*CHALLENGE 1:* In the entries, replace "pixel coordinate pair" with "image coordinate pair" throughout everything from the line containing "of the metal" down to the end of the entries. Return those lines with all else unchanged.

Start of EXCERPT TO READ

Comparing hindcasts to a climatological ensemble streamflow prediction (ESP)

This notebook shows how to use climatological weather to perform a Climatology-based Extended Streamflow Prediction (ESP) forecast. Then using the same initial states, uses the CaSPar archived weather forecasts to generate streamflow hindcasts over the same period. It is thus possible to compare both approaches.

CaSPAr (Canadian Surface Prediction Archive) is an archive of historical ECCC forecasts developed by Juliane Mai at the University of Waterloo, Canada. More details on CaSPAr can be found here https://caspar-data.ca/.

Mai, J., Kornelsen, K.C., Tolson, B.A., Fortin, V., Gasset, N., Bouhemhem, D., Schäfer, D., Leahy, M., Anctil, F. and Coulibaly, P., 2020. The Canadian Surface Prediction Archive (CaSPAr): A Platform to Enhance Environmental Modeling in Canada and Globally. Bulletin of the American Meteorological Society, 101(3), pp.E341-E356.

%matplotlib inline
# This entire section is cookie-cutter template to allow calling the servers and instantiating the connection
# to the WPS server. Do not modify this block.
import datetime as dt

import matplotlib.pyplot as plt
import xarray as xr
from clisops.core import average, subset

from ravenpy import Emulator
from ravenpy.config import commands as rc
from ravenpy.config.emulators import GR4JCN
from ravenpy.extractors.forecasts import get_CASPAR_dataset
from ravenpy.utilities import forecasting
from ravenpy.utilities.testdata import get_file, open_dataset

Setting up the warm-up file

Here we tell the model that we want to forecast over the Salmon River catchment and provide its properties (area, lat/long, elevation). We will run it using the GR4JCN hydrological model and have provided some parameters. Other information on the forecast conditions is provided. Thr first step is to generate a hotstart file to prepare the model to generate forecasts.

# Define the warmup period dates
start_date_wu = dt.datetime(2010, 1, 1)
end_date_wu = dt.datetime(2018, 6, 30)

End of EXCERPT TO READ
Start of DATA LINES

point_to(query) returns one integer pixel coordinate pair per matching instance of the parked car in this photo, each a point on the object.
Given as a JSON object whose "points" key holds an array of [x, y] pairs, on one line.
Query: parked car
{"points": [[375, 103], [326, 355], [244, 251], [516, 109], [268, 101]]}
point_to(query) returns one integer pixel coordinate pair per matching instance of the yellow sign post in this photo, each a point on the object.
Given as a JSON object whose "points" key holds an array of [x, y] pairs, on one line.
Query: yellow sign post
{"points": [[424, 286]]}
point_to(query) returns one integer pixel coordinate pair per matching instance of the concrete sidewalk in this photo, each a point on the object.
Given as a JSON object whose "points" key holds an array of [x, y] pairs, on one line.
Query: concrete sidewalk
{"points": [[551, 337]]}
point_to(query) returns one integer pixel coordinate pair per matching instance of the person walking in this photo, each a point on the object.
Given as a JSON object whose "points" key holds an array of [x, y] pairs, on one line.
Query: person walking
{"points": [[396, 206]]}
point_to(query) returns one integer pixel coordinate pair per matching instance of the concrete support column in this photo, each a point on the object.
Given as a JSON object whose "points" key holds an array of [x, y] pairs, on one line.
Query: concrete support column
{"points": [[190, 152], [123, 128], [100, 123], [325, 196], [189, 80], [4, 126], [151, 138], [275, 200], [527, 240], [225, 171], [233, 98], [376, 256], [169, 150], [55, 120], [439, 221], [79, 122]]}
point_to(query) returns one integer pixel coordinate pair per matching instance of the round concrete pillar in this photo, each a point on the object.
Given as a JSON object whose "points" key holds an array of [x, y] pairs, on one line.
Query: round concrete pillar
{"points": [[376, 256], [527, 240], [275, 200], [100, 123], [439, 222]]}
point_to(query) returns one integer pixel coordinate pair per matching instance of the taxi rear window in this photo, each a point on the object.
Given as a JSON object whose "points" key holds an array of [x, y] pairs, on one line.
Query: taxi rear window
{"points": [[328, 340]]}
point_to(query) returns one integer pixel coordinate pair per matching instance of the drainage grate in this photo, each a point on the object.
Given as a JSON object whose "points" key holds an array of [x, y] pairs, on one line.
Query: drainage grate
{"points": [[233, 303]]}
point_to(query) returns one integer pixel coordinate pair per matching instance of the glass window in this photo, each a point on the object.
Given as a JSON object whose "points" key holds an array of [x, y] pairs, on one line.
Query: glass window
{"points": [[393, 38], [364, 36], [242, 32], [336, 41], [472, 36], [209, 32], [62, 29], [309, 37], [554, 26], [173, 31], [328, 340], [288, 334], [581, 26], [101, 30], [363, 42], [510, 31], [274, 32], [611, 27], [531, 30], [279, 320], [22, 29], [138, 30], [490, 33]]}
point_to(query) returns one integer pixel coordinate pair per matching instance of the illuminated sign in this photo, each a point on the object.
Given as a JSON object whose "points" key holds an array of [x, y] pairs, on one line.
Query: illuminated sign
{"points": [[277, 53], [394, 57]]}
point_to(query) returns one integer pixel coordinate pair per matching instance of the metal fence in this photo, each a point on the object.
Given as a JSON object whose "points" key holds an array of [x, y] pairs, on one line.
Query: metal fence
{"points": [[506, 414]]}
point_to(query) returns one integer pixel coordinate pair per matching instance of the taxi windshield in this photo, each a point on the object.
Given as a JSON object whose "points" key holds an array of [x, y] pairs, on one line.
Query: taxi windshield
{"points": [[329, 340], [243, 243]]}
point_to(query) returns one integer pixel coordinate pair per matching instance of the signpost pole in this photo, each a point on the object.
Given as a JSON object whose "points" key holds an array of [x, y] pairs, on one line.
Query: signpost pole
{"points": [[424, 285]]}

End of DATA LINES

*CHALLENGE 2:* According to the streamflow forecasting notebook, at which university was CaSPAr developed?

*REPLY 1:*
point_to(query) returns one integer image coordinate pair per matching instance of the metal fence in this photo, each a point on the object.
Given as a JSON object whose "points" key holds an array of [x, y] pairs, on one line.
Query: metal fence
{"points": [[506, 414]]}
point_to(query) returns one integer image coordinate pair per matching instance of the taxi windshield in this photo, each a point on the object.
Given as a JSON object whose "points" key holds an array of [x, y] pairs, on one line.
Query: taxi windshield
{"points": [[329, 340], [243, 243]]}
point_to(query) returns one integer image coordinate pair per matching instance of the signpost pole in this photo, each a point on the object.
Given as a JSON object whose "points" key holds an array of [x, y] pairs, on one line.
Query: signpost pole
{"points": [[424, 285]]}

*REPLY 2:* CaSPAr was developed at the University of Waterloo, Canada.